Exactly the lines from the one containing "Identify each instance of the broad" through the end of the data below are to be reproduced, and nothing besides them.
━━━
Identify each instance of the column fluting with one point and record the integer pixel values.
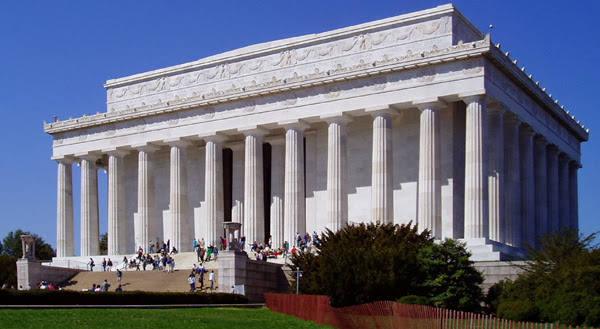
(64, 210)
(294, 199)
(528, 202)
(382, 205)
(512, 182)
(178, 207)
(430, 192)
(476, 168)
(337, 191)
(116, 204)
(541, 186)
(90, 236)
(213, 189)
(254, 213)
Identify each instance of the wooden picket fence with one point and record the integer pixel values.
(387, 314)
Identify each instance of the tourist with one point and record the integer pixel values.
(104, 286)
(192, 281)
(211, 278)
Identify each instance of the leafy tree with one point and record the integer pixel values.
(559, 282)
(365, 263)
(103, 244)
(12, 246)
(450, 280)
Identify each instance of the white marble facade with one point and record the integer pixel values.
(417, 118)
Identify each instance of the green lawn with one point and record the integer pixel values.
(150, 318)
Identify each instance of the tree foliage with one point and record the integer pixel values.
(559, 282)
(371, 262)
(450, 278)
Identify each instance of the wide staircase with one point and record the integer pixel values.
(149, 280)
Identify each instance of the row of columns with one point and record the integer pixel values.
(510, 180)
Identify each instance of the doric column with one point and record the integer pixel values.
(178, 206)
(496, 178)
(117, 234)
(294, 211)
(564, 219)
(213, 188)
(382, 204)
(553, 192)
(277, 190)
(90, 236)
(64, 209)
(476, 171)
(541, 186)
(237, 183)
(574, 203)
(429, 200)
(254, 207)
(337, 179)
(512, 182)
(146, 225)
(528, 202)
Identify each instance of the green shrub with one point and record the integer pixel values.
(68, 297)
(415, 300)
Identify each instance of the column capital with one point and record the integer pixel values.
(474, 97)
(296, 124)
(236, 146)
(117, 152)
(526, 130)
(339, 118)
(434, 104)
(177, 142)
(214, 137)
(146, 147)
(255, 130)
(276, 140)
(381, 110)
(511, 119)
(64, 159)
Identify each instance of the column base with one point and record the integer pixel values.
(484, 249)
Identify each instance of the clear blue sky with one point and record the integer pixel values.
(56, 55)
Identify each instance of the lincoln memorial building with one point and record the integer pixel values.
(418, 117)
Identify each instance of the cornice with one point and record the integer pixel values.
(281, 84)
(282, 45)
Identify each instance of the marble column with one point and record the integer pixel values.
(294, 208)
(146, 225)
(277, 190)
(528, 203)
(496, 176)
(237, 184)
(254, 209)
(90, 236)
(337, 176)
(541, 186)
(64, 213)
(178, 206)
(574, 204)
(512, 182)
(213, 188)
(553, 192)
(429, 199)
(476, 168)
(382, 203)
(117, 234)
(564, 219)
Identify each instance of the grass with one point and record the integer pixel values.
(150, 318)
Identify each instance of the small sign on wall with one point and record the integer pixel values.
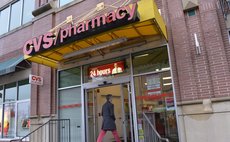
(34, 79)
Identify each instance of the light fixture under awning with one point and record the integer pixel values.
(10, 65)
(151, 24)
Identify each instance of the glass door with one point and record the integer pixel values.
(95, 98)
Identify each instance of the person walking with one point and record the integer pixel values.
(108, 123)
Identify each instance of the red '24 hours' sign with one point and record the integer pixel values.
(108, 69)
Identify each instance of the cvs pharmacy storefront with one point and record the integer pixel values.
(120, 51)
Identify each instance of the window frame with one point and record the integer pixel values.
(16, 103)
(59, 3)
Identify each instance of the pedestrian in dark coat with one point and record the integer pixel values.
(108, 123)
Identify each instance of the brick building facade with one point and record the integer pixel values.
(201, 77)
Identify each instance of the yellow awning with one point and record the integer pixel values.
(151, 24)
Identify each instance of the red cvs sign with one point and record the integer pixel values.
(106, 70)
(37, 80)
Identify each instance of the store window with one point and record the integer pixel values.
(4, 18)
(69, 100)
(191, 12)
(70, 77)
(15, 109)
(154, 94)
(64, 2)
(150, 61)
(16, 14)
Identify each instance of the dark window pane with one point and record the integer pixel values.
(9, 120)
(1, 121)
(4, 20)
(15, 18)
(151, 60)
(69, 77)
(63, 2)
(191, 12)
(1, 95)
(24, 89)
(10, 92)
(154, 97)
(28, 7)
(23, 119)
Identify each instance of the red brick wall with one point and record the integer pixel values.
(198, 76)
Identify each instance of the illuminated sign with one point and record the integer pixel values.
(34, 79)
(108, 69)
(121, 16)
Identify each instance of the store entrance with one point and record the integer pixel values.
(94, 100)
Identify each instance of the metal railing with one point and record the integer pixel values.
(225, 7)
(150, 133)
(55, 130)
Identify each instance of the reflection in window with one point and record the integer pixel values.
(28, 7)
(63, 2)
(15, 15)
(152, 60)
(14, 112)
(9, 120)
(69, 77)
(69, 102)
(10, 92)
(24, 90)
(154, 97)
(1, 94)
(23, 122)
(4, 20)
(1, 124)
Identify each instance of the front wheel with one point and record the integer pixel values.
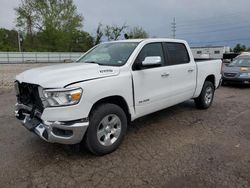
(206, 97)
(108, 125)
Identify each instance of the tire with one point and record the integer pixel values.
(206, 96)
(223, 83)
(108, 125)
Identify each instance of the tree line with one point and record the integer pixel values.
(55, 25)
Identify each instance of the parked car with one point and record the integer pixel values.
(93, 100)
(238, 71)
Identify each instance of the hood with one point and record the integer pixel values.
(60, 75)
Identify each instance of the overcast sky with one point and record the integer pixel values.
(211, 22)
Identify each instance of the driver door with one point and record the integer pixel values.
(150, 83)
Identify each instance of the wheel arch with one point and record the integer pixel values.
(115, 99)
(211, 78)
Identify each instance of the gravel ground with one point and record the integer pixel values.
(177, 147)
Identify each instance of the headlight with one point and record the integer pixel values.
(245, 74)
(62, 97)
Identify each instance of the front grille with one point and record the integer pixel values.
(230, 75)
(29, 95)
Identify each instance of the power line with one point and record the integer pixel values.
(182, 23)
(228, 40)
(213, 31)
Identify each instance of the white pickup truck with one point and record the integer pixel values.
(92, 100)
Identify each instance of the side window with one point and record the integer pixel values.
(177, 53)
(152, 49)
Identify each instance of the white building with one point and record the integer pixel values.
(210, 52)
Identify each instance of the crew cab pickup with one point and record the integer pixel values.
(92, 101)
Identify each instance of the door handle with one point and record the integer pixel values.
(164, 75)
(190, 70)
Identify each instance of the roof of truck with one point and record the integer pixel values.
(150, 40)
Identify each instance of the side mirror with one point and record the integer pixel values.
(151, 61)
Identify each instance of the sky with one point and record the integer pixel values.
(200, 22)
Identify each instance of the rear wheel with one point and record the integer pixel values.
(108, 125)
(206, 97)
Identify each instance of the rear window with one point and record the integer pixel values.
(177, 53)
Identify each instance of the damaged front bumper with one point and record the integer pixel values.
(63, 132)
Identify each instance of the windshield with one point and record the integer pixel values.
(240, 62)
(111, 54)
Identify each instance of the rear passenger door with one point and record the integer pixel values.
(182, 71)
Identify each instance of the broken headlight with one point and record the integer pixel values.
(62, 97)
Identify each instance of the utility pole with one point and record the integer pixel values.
(173, 25)
(19, 41)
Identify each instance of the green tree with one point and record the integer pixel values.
(114, 32)
(56, 23)
(239, 48)
(136, 33)
(8, 40)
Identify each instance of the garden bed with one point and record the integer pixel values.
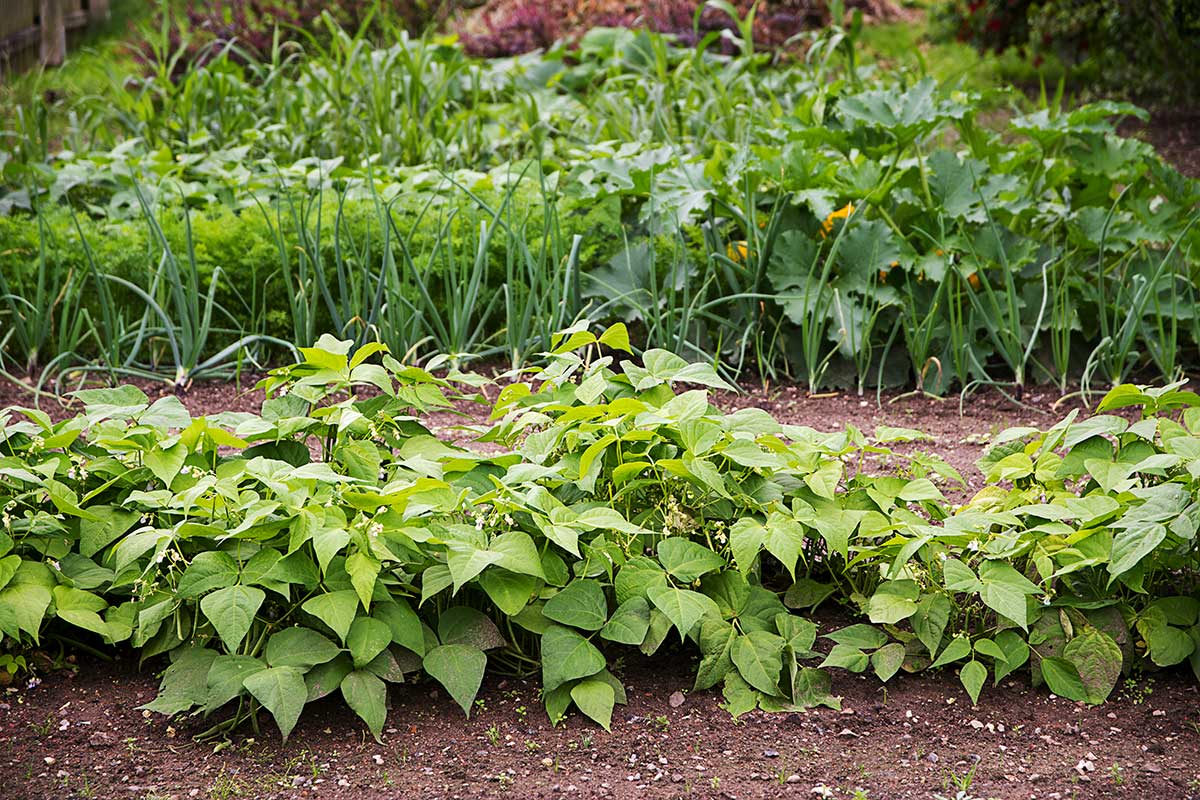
(1027, 744)
(79, 732)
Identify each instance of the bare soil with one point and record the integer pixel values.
(78, 733)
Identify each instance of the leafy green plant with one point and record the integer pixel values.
(333, 543)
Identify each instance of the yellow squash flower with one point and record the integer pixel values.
(840, 214)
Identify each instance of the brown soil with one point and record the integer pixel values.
(78, 733)
(81, 735)
(1175, 133)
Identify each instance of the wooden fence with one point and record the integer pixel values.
(37, 31)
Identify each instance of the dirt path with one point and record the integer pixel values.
(81, 737)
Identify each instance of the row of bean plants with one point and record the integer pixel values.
(335, 543)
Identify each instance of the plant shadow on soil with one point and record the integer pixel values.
(79, 734)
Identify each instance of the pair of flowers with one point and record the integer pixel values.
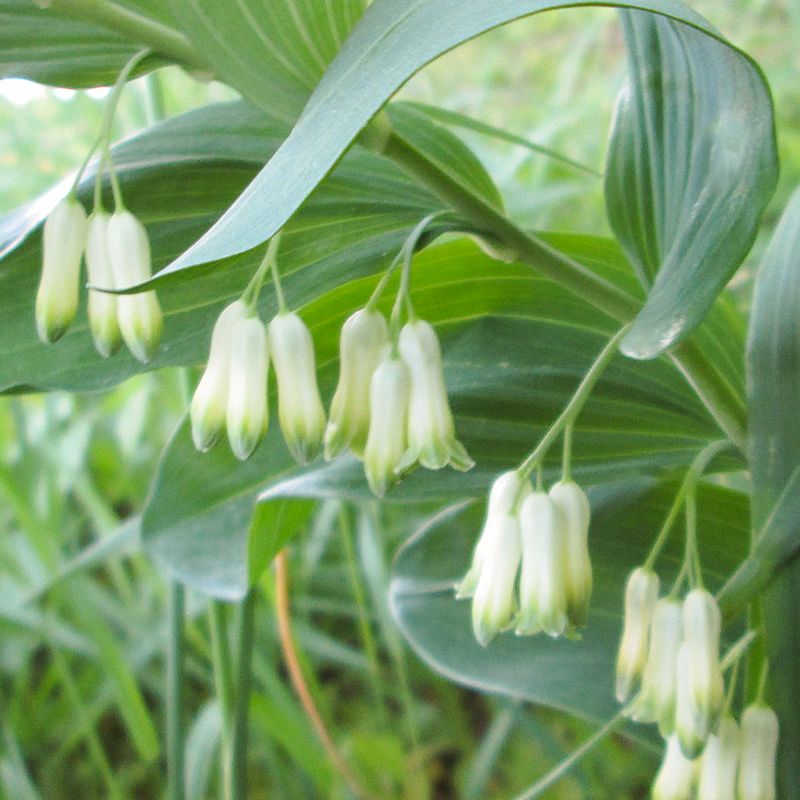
(737, 764)
(544, 537)
(117, 253)
(232, 393)
(672, 650)
(391, 406)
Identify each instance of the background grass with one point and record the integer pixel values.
(83, 625)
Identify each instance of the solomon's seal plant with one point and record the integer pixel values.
(561, 467)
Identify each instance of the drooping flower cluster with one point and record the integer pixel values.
(232, 392)
(391, 405)
(543, 536)
(669, 652)
(736, 764)
(117, 252)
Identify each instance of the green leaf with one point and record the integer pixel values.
(499, 325)
(773, 363)
(45, 46)
(573, 676)
(392, 41)
(692, 164)
(274, 53)
(178, 177)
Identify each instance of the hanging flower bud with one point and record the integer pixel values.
(300, 410)
(387, 440)
(759, 748)
(102, 306)
(675, 778)
(656, 700)
(431, 430)
(210, 400)
(140, 318)
(543, 590)
(247, 392)
(63, 240)
(701, 688)
(508, 491)
(641, 596)
(573, 514)
(720, 762)
(363, 339)
(493, 603)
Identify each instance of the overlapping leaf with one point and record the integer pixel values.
(692, 165)
(500, 326)
(774, 394)
(392, 41)
(273, 52)
(178, 178)
(572, 676)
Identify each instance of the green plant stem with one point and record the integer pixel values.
(724, 404)
(244, 661)
(175, 671)
(121, 20)
(573, 408)
(223, 683)
(697, 468)
(576, 755)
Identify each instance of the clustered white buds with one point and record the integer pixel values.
(139, 315)
(117, 255)
(641, 596)
(391, 403)
(735, 764)
(233, 390)
(682, 689)
(63, 241)
(539, 532)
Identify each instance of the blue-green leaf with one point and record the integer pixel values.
(692, 164)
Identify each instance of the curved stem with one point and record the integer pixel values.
(299, 682)
(119, 19)
(573, 408)
(723, 403)
(697, 468)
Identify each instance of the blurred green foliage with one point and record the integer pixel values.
(82, 647)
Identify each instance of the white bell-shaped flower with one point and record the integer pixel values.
(493, 605)
(139, 315)
(247, 411)
(507, 493)
(210, 401)
(431, 430)
(63, 240)
(543, 586)
(701, 689)
(759, 749)
(656, 699)
(720, 762)
(387, 440)
(573, 515)
(641, 596)
(102, 308)
(364, 336)
(676, 776)
(300, 410)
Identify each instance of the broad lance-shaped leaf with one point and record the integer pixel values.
(273, 52)
(178, 177)
(392, 41)
(573, 676)
(45, 46)
(692, 164)
(773, 363)
(499, 327)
━━━
→ Solution below
Identify each instance of the broad lance-shaped leaf with one point and record the integer pixel values.
(273, 52)
(178, 177)
(392, 41)
(573, 676)
(45, 46)
(692, 164)
(773, 363)
(499, 327)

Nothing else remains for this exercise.